─── SUPPLIED MATERIAL
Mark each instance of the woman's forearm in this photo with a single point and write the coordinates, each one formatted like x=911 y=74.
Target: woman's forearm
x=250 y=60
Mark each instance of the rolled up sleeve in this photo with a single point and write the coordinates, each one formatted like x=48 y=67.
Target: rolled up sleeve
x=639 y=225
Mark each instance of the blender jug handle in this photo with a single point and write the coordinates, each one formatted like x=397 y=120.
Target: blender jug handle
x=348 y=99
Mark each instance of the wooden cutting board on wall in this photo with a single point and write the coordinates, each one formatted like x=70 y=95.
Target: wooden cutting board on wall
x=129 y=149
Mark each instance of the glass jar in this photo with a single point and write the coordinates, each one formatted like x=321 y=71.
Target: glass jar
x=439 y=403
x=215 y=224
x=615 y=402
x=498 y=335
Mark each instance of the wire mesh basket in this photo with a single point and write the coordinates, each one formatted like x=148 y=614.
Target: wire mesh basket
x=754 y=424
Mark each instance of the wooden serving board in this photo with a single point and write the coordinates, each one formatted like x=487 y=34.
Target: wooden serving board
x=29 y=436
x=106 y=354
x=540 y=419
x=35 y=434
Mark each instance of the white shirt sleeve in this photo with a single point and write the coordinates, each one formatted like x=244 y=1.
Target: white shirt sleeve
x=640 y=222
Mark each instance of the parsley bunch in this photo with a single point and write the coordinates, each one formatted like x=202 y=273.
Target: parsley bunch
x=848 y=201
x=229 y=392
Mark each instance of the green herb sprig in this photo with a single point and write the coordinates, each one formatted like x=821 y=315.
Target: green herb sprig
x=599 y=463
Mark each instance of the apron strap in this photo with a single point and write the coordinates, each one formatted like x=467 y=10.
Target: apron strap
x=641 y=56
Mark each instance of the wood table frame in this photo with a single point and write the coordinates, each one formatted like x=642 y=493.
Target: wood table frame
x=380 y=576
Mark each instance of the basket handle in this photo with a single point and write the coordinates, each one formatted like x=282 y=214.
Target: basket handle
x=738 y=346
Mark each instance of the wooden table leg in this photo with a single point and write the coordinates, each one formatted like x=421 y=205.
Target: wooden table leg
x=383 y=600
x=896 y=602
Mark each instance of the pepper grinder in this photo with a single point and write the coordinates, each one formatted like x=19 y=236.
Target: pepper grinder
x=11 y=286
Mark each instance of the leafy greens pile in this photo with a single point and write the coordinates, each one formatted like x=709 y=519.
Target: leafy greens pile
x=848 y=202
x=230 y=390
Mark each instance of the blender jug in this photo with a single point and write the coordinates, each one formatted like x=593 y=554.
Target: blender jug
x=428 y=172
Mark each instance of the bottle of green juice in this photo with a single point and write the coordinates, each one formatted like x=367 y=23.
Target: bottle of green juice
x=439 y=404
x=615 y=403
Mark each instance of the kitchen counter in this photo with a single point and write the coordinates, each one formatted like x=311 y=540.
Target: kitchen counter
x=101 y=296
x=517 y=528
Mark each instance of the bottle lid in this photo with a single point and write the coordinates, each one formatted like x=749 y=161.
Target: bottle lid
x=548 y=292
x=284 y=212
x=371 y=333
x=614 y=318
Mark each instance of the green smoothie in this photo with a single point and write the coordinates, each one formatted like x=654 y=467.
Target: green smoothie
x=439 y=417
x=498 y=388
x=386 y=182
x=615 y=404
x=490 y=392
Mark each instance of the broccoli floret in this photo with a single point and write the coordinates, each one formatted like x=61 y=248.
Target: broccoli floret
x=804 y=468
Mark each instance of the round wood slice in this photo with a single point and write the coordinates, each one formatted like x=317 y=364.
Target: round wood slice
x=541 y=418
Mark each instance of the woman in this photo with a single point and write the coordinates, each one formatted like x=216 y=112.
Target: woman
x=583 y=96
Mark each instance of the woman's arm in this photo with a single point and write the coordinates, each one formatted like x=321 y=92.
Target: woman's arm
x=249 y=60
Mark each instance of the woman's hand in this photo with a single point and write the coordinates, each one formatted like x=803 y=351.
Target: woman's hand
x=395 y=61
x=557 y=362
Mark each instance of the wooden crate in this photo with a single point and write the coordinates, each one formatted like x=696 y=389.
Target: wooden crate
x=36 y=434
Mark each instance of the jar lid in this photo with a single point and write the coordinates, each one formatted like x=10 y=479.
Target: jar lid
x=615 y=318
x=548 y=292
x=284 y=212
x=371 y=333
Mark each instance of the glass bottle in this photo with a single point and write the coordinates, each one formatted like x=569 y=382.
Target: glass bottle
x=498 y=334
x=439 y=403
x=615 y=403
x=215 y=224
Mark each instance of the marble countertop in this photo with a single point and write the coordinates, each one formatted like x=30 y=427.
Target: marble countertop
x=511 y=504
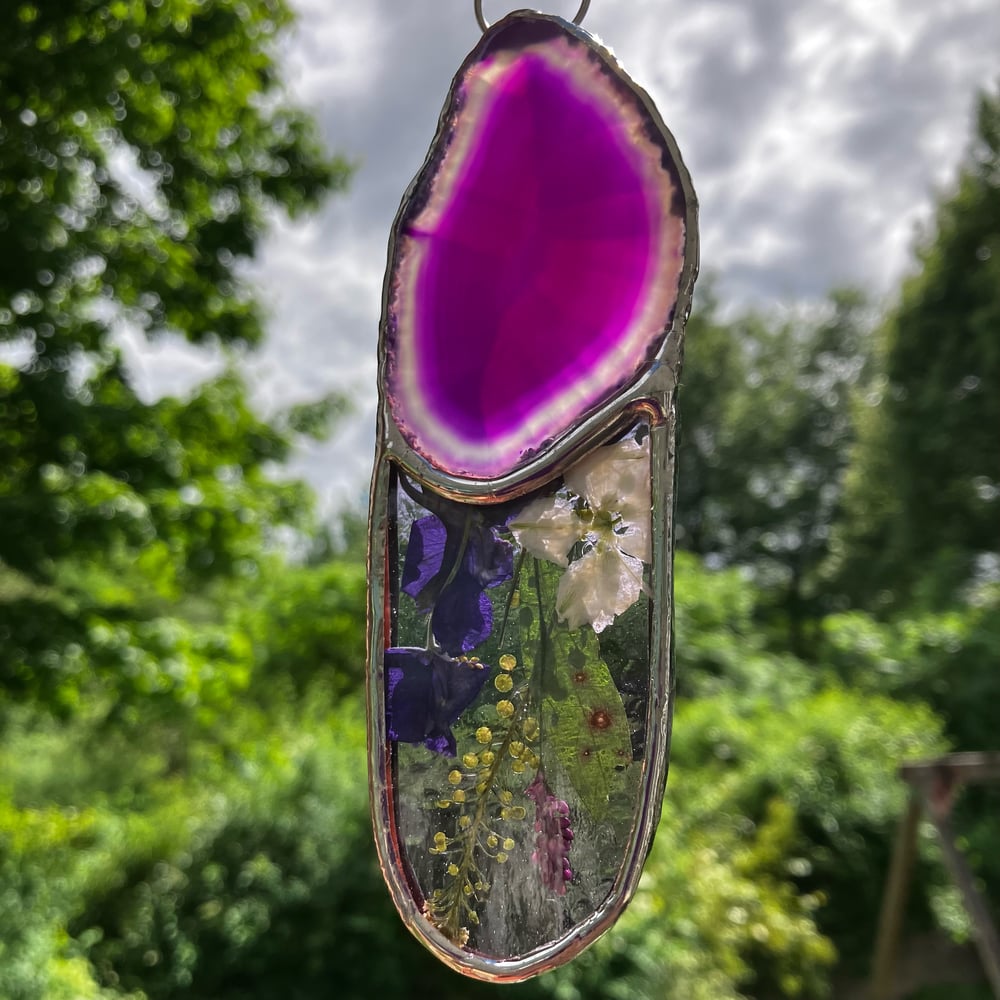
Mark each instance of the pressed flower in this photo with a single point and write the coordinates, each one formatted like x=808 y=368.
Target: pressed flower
──────
TASK REQUIREMENTS => Please scale the items above between the lines holding "Mark each instance of the glass bottle" and "x=511 y=504", inclusive, by repeating every line, requests included, with each answer coordinate multiplied by 0.2 and rounded to a whole number, halves rounding up. Leave the numbers in the requests and their format samples unchanged.

WORKED ANSWER =>
Mark each instance of the glass bottle in this photo with a single point and write the coordinates, each one formatted like x=569 y=382.
Target: glass bottle
x=100 y=67
x=88 y=81
x=123 y=81
x=43 y=45
Mark each instance of the marble countertop in this photo with a single point and write the coordinates, each one formatted like x=30 y=427.
Target: marble countertop
x=102 y=101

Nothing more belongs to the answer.